* start Provided records *

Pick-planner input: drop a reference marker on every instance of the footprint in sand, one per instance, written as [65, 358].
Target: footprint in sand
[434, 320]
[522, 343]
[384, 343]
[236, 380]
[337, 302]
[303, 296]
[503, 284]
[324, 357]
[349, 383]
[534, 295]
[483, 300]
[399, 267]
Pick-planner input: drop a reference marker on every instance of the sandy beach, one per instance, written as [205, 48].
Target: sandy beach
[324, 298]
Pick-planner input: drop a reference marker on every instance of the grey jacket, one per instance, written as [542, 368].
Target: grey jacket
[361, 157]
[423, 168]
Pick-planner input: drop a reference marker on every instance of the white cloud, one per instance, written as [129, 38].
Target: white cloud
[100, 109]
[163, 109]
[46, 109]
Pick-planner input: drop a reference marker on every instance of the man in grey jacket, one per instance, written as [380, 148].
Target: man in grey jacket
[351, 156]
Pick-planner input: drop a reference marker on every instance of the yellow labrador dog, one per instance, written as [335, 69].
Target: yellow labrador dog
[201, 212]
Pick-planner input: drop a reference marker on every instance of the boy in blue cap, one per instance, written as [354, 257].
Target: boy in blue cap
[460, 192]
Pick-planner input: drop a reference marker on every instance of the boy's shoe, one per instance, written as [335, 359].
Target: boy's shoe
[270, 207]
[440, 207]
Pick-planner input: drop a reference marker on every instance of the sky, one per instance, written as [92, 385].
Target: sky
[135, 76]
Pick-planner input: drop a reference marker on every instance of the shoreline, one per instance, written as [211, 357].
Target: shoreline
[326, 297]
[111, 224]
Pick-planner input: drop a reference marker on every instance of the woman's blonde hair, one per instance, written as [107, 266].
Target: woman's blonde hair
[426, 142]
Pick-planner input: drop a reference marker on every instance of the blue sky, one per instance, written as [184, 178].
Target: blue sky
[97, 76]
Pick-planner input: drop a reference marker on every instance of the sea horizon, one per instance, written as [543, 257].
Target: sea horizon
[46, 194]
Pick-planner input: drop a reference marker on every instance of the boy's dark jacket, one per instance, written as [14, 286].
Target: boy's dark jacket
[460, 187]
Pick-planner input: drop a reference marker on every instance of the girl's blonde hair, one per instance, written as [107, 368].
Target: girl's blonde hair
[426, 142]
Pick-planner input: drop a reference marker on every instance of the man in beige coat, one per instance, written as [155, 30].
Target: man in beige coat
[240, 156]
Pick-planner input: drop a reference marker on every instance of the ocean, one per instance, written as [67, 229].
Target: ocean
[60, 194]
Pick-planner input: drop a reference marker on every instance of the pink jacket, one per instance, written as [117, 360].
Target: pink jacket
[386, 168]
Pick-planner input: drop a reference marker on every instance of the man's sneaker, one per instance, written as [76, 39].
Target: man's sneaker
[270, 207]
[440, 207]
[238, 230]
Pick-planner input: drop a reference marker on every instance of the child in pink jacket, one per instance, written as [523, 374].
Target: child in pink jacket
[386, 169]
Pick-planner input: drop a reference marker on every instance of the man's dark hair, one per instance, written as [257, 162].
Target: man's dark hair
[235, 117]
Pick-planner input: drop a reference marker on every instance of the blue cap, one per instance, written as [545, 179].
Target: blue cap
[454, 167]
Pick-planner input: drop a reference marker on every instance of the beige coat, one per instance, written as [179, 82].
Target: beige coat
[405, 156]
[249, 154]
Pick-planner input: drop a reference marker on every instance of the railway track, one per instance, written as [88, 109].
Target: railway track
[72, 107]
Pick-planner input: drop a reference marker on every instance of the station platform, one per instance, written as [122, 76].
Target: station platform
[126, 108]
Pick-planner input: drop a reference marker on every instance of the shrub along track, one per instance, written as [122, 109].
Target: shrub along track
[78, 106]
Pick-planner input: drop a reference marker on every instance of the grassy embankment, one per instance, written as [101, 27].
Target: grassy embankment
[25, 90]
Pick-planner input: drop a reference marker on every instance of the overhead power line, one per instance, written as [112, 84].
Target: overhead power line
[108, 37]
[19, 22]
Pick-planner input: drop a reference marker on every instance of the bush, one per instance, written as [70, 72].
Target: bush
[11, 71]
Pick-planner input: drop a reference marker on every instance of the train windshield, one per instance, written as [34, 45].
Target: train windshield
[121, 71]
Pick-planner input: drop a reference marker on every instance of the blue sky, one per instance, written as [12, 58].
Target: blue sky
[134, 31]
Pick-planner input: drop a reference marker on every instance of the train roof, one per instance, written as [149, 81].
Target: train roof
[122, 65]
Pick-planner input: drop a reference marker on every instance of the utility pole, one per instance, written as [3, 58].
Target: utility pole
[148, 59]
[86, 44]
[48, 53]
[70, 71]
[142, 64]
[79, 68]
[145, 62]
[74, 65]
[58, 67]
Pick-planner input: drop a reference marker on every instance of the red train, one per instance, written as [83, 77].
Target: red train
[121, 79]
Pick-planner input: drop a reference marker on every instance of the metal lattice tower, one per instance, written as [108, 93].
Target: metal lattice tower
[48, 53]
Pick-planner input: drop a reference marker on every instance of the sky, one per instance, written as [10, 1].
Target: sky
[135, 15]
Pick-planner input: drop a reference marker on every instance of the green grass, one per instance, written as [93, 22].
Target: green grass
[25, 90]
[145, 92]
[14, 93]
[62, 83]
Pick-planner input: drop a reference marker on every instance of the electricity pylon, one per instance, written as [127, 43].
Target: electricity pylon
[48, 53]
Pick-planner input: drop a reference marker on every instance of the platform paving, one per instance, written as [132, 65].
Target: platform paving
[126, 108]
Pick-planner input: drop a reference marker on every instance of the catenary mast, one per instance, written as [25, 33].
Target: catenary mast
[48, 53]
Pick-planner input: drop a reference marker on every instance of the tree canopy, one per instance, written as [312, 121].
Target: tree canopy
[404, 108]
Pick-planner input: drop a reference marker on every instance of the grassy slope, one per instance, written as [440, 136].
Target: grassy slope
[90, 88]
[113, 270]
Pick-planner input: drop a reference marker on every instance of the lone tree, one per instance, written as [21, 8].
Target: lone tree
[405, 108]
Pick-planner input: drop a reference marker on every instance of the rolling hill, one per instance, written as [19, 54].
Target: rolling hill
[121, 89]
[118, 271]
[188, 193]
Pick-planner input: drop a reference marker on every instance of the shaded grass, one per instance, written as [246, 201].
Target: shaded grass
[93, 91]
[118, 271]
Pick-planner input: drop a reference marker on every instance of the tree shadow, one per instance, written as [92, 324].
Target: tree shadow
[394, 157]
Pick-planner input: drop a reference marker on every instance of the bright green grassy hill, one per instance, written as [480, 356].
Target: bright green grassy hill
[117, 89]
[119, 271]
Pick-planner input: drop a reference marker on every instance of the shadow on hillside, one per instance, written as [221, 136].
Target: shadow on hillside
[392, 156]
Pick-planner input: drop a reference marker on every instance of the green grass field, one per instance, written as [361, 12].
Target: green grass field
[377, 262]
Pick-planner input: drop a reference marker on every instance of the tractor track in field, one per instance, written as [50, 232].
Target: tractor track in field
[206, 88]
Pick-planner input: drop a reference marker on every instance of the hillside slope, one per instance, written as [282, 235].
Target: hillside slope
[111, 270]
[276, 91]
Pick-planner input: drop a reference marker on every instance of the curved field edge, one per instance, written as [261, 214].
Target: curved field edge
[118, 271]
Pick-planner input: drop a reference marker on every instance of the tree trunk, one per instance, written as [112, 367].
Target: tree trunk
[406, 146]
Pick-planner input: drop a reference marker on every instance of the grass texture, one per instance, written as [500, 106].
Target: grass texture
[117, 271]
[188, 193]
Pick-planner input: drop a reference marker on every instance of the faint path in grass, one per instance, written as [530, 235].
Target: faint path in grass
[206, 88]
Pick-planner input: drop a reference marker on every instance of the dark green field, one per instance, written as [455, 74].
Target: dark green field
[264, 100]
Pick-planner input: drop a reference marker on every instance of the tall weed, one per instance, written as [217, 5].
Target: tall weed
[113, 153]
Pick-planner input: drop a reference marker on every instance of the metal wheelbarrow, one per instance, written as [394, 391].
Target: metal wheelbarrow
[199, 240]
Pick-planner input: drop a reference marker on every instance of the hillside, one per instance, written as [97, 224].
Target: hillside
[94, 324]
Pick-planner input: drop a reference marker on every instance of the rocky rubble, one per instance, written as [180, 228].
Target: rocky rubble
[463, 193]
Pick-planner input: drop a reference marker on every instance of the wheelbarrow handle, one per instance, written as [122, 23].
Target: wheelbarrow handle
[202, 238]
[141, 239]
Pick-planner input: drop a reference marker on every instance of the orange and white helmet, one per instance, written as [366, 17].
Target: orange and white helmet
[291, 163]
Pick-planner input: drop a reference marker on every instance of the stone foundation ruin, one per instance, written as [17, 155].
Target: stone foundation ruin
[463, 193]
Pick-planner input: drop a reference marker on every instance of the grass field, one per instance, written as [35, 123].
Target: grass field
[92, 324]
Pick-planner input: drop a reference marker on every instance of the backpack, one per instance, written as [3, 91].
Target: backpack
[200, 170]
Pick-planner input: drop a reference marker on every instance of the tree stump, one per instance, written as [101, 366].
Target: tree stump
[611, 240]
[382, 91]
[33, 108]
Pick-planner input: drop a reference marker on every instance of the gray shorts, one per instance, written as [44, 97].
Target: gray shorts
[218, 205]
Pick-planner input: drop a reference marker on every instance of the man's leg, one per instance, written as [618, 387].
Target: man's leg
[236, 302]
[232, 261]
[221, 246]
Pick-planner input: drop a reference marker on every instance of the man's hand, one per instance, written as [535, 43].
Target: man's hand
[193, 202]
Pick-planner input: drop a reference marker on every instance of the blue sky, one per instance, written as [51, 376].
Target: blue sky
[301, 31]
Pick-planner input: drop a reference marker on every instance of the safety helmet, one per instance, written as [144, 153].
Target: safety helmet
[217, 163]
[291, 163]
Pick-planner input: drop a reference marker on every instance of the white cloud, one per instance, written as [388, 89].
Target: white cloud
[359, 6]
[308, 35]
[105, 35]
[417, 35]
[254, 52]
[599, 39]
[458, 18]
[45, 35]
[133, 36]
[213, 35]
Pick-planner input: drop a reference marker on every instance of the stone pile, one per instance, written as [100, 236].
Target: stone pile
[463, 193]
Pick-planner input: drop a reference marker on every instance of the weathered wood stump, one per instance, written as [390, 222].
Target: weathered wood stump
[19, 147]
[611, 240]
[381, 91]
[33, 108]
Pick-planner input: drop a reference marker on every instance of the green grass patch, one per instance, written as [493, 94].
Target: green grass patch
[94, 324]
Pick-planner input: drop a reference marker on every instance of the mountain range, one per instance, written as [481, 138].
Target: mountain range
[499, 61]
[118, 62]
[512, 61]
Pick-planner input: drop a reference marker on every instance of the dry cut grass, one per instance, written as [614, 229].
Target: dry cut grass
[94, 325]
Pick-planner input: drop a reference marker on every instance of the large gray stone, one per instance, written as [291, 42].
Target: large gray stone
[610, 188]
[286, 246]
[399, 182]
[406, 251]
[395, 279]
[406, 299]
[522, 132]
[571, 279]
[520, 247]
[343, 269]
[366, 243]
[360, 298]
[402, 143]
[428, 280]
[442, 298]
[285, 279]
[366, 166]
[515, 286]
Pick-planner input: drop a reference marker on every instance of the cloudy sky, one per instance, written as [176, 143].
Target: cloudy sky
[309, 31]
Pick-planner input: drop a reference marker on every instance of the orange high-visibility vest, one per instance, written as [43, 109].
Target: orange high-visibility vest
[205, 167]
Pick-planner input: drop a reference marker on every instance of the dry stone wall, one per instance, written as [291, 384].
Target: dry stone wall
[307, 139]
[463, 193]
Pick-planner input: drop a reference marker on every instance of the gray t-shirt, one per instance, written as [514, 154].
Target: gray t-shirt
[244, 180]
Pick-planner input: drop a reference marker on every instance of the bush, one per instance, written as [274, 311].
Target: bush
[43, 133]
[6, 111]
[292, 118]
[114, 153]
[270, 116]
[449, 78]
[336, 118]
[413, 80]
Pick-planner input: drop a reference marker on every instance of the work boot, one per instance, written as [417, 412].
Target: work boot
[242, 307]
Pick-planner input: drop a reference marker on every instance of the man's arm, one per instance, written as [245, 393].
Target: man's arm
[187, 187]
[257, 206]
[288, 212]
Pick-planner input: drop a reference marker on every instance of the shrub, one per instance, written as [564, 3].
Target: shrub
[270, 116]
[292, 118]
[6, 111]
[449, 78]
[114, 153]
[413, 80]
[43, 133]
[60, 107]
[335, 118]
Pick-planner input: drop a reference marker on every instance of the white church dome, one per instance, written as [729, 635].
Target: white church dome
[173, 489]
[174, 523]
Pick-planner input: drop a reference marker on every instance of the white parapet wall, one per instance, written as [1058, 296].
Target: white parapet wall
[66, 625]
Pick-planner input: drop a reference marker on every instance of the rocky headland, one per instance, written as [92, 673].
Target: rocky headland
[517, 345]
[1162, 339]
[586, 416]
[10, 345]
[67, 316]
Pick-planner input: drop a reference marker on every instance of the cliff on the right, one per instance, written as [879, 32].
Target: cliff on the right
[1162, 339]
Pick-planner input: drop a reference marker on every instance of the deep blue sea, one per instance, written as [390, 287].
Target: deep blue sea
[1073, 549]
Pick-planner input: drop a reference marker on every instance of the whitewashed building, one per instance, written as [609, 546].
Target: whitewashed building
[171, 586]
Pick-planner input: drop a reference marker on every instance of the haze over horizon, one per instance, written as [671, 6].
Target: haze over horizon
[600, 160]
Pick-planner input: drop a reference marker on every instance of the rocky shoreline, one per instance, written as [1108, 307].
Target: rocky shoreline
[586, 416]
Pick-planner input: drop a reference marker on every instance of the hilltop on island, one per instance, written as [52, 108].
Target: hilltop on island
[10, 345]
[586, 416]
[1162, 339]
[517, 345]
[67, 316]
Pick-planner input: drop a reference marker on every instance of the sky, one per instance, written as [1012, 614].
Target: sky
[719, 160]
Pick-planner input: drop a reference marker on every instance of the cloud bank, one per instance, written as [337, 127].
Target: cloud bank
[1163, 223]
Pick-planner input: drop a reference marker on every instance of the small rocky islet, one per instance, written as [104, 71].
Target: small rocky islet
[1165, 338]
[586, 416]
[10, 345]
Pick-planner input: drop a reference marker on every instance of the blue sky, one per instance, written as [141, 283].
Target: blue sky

* end Provided records *

● Given exercise:
Using the material above, reproduce exactly the line that contains "as [1012, 614]." and all lines after it through the last one, and only those.

● The output:
Pick-planner input: drop a reference marker on every instance of the sky, one per instance, written as [1012, 614].
Target: sky
[719, 160]
Pick-planner input: drop a reference marker on every instance of the cloud bank, one per instance, written as [337, 127].
Target: cloud bank
[1163, 223]
Pick-planner input: drop a reference marker on every instance of the small rocky islet, one per instance, written as [104, 71].
Target: small rocky islet
[1165, 338]
[586, 416]
[10, 345]
Pick-planner input: drop a reference marker on every instance of the blue sky, one per instance, written as [141, 283].
Target: blue sky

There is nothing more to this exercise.